Start of Text

Excepting a couple of articles for Lifehacker last year, I haven’t written under my own byline in a very, very long time. So. Back to the start. I sent my first letter to this list, with its zero subscribers. And then, almost as an afterthought, I shared the link to my Instagram stories. And something happened that I hadn't actually prepared for: a whole bunch of you SUBSCRIBED.
I didn't think this through. I didn't think about the possible outcome of people still caring about anything I have to say. Still. After I’ve been gone from public view for so long. I know, intellectually, that many of you have followed me on social media for years after first meeting me on xoJane, or even before that, via Fashionista or Two Whole Cakes. And still, I kind of assumed no one would subscribe, or perhaps some friends would subscribe, out of pity, but no one would actually read.

End of Text

* [Goal of the exercise]:
Reproduce the newsletter passage word for word, in full. The data has no connection to the newsletter passage.

Start of Recorded data

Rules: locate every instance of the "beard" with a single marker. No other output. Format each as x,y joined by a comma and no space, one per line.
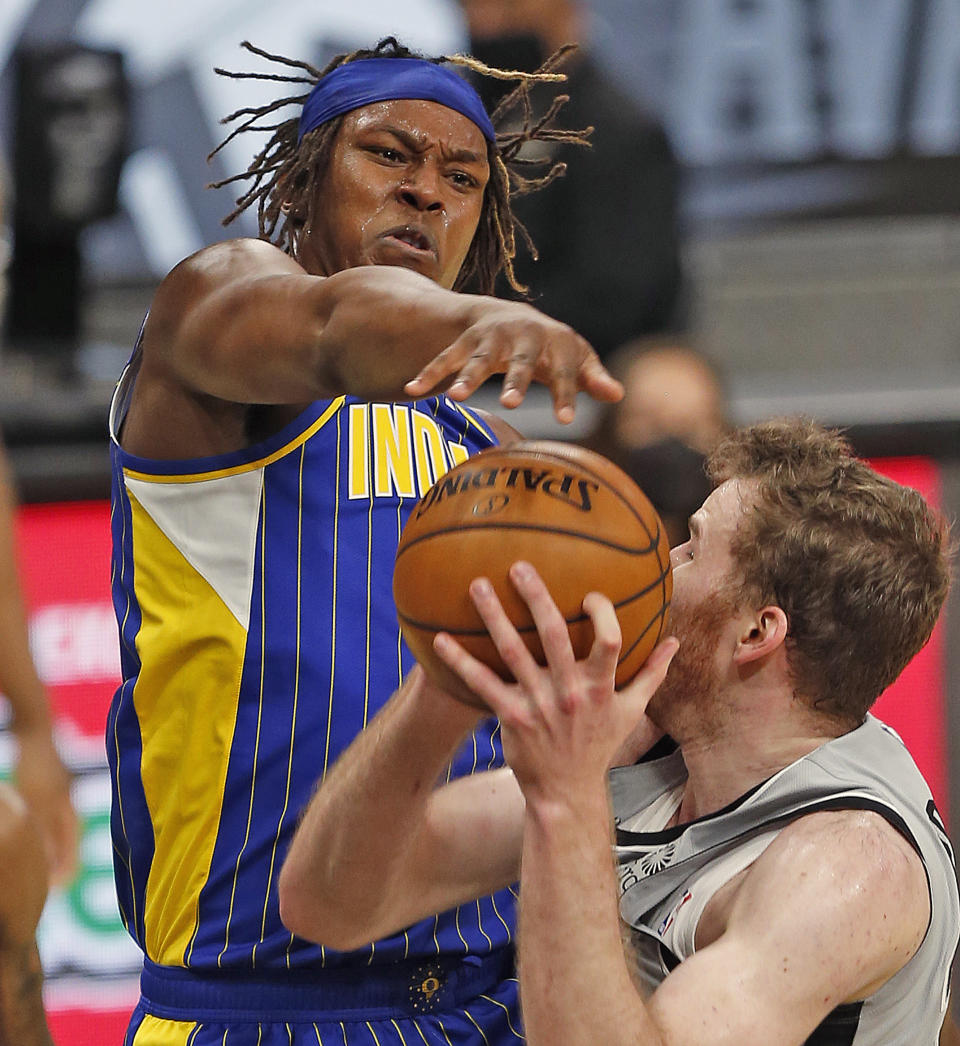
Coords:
688,694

End of Recorded data

* [Solved exercise]:
Excepting a couple of articles for Lifehacker last year, I haven’t written under my own byline in a very, very long time. So. Back to the start. I sent my first letter to this list, with its zero subscribers. And then, almost as an afterthought, I shared the link to my Instagram stories. And something happened that I hadn't actually prepared for: a whole bunch of you SUBSCRIBED.
I didn't think this through. I didn't think about the possible outcome of people still caring about anything I have to say. Still. After I’ve been gone from public view for so long. I know, intellectually, that many of you have followed me on social media for years after first meeting me on xoJane, or even before that, via Fashionista or Two Whole Cakes. And still, I kind of assumed no one would subscribe, or perhaps some friends would subscribe, out of pity, but no one would actually read.